(Document extract Opens)
Courtesy Larisa Bogardus. BLM
Courtesy Larisa Bogardus. BLM
An animal rights group has filed a lawsuit seeking to stop the federal government from administering birth control to wild horses in the West.
Friends of Animals, a nonprofit, claims the U.S. Environmental Protection Agency approved the birth control agent — porcine zona pellucida or PZP — without properly researching its impact on wild horses.
In its complaint, the group has asked a federal judge to order EPA to suspend registration of PZP until it conducts a special review of the substance, which would effectively halt birth control treatments for wild horses.
Western rangelands are inhabited by roughly 60,000 wild horses, which are protected by federal law and managed by the U.S. Bureau of Land Management in cases of overpopulation.
The BLM occasionally rounds up wild horses, removing some from the rangeland while treating mares with PZP.
According to Friends of Animals, the EPA waived requirements that PZP be analyzed for toxicity, ecological effects and environmental fate when the substance was registered in 2012.
(Document extract Closes)
What you will do:
[A] Answer these questions about the article on wild horse birth control:
(i) Which federal agency approved the birth control agent?
(ii) About how many wild horses live on Western rangelands?
(iii) In what year was PZP registered?
[B] Duplicate the passage of the article on wild horse birth control from "Western rangelands are" up to and including "mares with PZP.".
(Exercise data Opens)
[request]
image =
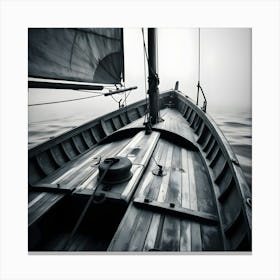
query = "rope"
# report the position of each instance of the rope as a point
(198, 54)
(145, 56)
(77, 225)
(62, 101)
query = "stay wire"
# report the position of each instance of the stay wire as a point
(81, 217)
(63, 101)
(146, 117)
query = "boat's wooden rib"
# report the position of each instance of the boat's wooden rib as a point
(202, 177)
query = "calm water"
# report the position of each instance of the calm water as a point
(52, 120)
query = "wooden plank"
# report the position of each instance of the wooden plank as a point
(195, 227)
(170, 238)
(185, 236)
(153, 232)
(210, 233)
(177, 211)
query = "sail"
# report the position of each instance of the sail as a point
(93, 55)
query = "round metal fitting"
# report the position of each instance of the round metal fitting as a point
(116, 173)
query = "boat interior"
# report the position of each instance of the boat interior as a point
(185, 189)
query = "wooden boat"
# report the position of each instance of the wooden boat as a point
(120, 183)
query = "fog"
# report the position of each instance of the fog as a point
(225, 73)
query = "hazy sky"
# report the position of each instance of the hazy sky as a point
(225, 63)
(225, 72)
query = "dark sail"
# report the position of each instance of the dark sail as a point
(93, 55)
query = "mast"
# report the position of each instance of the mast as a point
(153, 76)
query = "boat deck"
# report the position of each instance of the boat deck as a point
(174, 212)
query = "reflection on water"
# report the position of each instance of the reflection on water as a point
(237, 127)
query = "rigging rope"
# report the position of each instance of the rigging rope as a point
(146, 116)
(198, 83)
(62, 101)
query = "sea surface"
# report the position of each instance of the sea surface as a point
(47, 121)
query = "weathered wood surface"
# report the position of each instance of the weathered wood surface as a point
(173, 121)
(144, 230)
(82, 174)
(206, 180)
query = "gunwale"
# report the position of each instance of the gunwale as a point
(203, 129)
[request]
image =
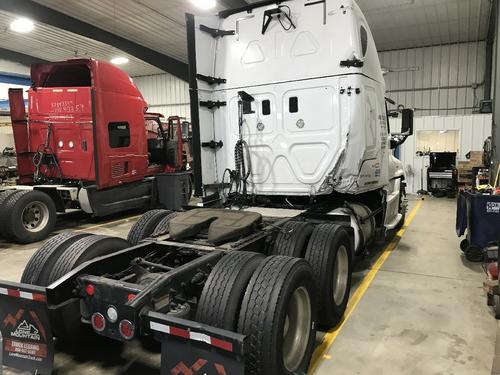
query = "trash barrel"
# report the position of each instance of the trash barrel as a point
(172, 190)
(483, 218)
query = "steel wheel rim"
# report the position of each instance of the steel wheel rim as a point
(35, 216)
(340, 275)
(296, 329)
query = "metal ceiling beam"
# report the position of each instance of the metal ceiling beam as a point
(18, 57)
(232, 4)
(48, 16)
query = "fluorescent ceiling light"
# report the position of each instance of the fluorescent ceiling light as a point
(205, 4)
(119, 60)
(22, 25)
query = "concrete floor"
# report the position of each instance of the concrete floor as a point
(424, 313)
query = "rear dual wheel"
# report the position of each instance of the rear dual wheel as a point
(26, 216)
(328, 249)
(329, 252)
(59, 256)
(270, 300)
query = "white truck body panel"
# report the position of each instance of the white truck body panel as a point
(338, 138)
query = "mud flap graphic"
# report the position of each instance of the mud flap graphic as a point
(189, 348)
(27, 342)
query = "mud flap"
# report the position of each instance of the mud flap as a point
(26, 336)
(189, 348)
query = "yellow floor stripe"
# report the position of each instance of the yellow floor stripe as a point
(107, 223)
(330, 336)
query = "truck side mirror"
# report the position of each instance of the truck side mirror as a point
(407, 121)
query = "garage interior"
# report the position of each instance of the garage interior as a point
(423, 300)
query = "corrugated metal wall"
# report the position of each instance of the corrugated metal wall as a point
(165, 94)
(438, 80)
(474, 129)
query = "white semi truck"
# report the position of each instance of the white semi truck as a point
(288, 111)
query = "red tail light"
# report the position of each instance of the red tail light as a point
(98, 322)
(126, 329)
(89, 289)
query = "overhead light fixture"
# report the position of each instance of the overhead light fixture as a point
(205, 4)
(119, 60)
(22, 25)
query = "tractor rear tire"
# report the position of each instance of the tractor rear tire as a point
(82, 250)
(163, 226)
(278, 316)
(70, 330)
(28, 216)
(38, 269)
(464, 244)
(330, 253)
(292, 239)
(223, 292)
(146, 225)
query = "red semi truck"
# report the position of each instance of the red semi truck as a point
(86, 142)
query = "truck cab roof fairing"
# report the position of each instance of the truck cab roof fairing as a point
(101, 75)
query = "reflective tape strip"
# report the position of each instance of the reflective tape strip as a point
(159, 327)
(195, 336)
(200, 337)
(221, 344)
(21, 294)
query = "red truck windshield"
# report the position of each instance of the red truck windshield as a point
(68, 76)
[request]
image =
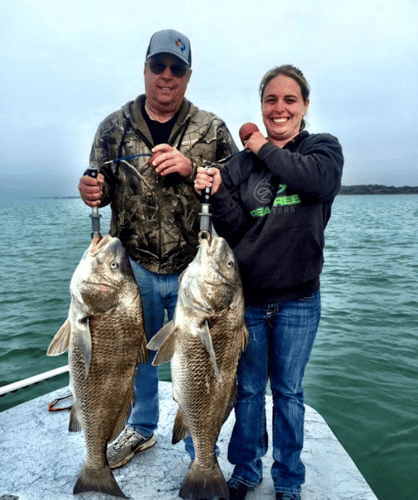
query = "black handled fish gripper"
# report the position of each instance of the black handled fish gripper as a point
(205, 215)
(95, 216)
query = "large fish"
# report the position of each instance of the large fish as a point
(105, 338)
(204, 342)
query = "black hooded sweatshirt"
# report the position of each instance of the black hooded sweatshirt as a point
(273, 208)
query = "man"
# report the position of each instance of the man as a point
(155, 212)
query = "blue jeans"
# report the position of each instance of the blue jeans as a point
(Exercise data Closes)
Answers for each item:
[A]
(i) The U.S. Environmental Protection Agency
(ii) Roughly 60,000
(iii) 2012

[B]
Western rangelands are inhabited by roughly 60,000 wild horses, which are protected by federal law and managed by the U.S. Bureau of Land Management in cases of overpopulation.
The BLM occasionally rounds up wild horses, removing some from the rangeland while treating mares with PZP.